→ **Problem statement**
Collect every line in the items below that contains the word "white", and copy each of those lines in full.
## START Records for the exercise
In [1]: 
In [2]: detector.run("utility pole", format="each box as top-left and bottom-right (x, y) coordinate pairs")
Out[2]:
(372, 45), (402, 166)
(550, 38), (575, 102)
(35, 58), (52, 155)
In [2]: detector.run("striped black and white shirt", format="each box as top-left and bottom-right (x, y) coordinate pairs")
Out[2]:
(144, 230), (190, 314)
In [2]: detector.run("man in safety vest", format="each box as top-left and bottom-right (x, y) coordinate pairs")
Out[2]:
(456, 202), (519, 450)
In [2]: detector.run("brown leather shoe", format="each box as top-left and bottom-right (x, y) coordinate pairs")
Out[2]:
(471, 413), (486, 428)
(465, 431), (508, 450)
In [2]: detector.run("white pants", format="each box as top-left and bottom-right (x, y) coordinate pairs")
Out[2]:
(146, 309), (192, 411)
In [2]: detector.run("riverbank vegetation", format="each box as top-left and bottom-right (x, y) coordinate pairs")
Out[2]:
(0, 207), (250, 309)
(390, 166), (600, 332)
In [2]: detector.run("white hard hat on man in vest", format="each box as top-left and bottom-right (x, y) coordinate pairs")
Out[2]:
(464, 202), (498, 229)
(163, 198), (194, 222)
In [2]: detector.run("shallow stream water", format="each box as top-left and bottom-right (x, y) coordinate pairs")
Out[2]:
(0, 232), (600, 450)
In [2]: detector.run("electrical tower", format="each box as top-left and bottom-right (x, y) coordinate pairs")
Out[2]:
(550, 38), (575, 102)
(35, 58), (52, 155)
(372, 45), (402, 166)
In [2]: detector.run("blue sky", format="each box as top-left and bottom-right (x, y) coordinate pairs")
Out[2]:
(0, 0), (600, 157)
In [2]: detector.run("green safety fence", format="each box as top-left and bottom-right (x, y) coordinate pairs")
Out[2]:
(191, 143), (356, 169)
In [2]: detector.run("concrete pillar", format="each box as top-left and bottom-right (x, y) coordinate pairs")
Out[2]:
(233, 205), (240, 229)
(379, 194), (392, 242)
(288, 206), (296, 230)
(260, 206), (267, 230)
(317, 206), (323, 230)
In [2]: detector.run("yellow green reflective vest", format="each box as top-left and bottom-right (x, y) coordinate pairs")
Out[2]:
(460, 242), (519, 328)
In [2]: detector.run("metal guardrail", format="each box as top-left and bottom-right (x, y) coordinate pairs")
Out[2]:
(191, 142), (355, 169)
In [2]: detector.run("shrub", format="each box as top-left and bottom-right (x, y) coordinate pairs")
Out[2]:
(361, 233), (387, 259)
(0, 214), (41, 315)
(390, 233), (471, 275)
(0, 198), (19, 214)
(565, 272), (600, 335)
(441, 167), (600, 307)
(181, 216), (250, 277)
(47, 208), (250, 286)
## END Records for the exercise
## START Records for the exercise
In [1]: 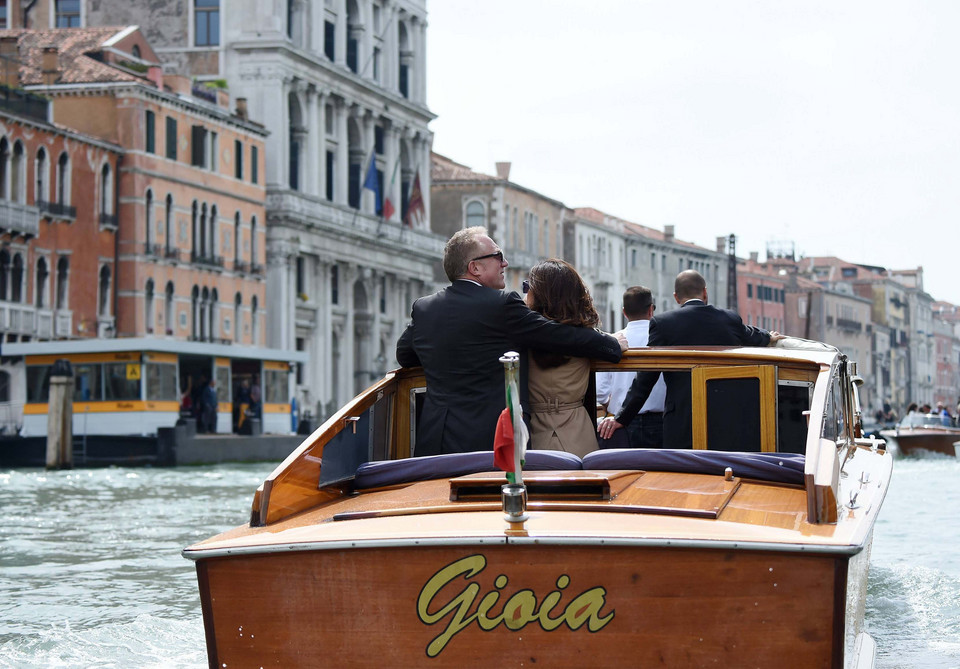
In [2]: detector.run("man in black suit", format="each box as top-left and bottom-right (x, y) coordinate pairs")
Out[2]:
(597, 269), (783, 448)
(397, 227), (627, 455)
## END Records for the exercise
## START Records for the exercise
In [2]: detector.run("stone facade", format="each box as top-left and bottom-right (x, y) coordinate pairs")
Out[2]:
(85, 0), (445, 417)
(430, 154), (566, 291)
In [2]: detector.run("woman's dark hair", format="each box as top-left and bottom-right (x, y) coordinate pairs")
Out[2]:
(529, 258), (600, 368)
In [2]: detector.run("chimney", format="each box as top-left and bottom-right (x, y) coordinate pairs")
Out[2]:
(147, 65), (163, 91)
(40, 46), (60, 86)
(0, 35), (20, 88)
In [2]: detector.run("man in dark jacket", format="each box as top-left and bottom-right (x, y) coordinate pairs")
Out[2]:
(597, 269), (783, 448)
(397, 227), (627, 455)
## END Records for the exercise
→ **In response**
In [2]: detector.run("striped black and white shirt", format="each box as top-left and bottom-right (x, y) coordinate pairs")
In [2]: detector.run("white pants", format="each box as top-left and bottom-right (x, y) coordinate pairs")
In [2]: detector.run("white hard hat on man in vest", format="each box as top-left and bottom-right (x, y) coordinate pairs")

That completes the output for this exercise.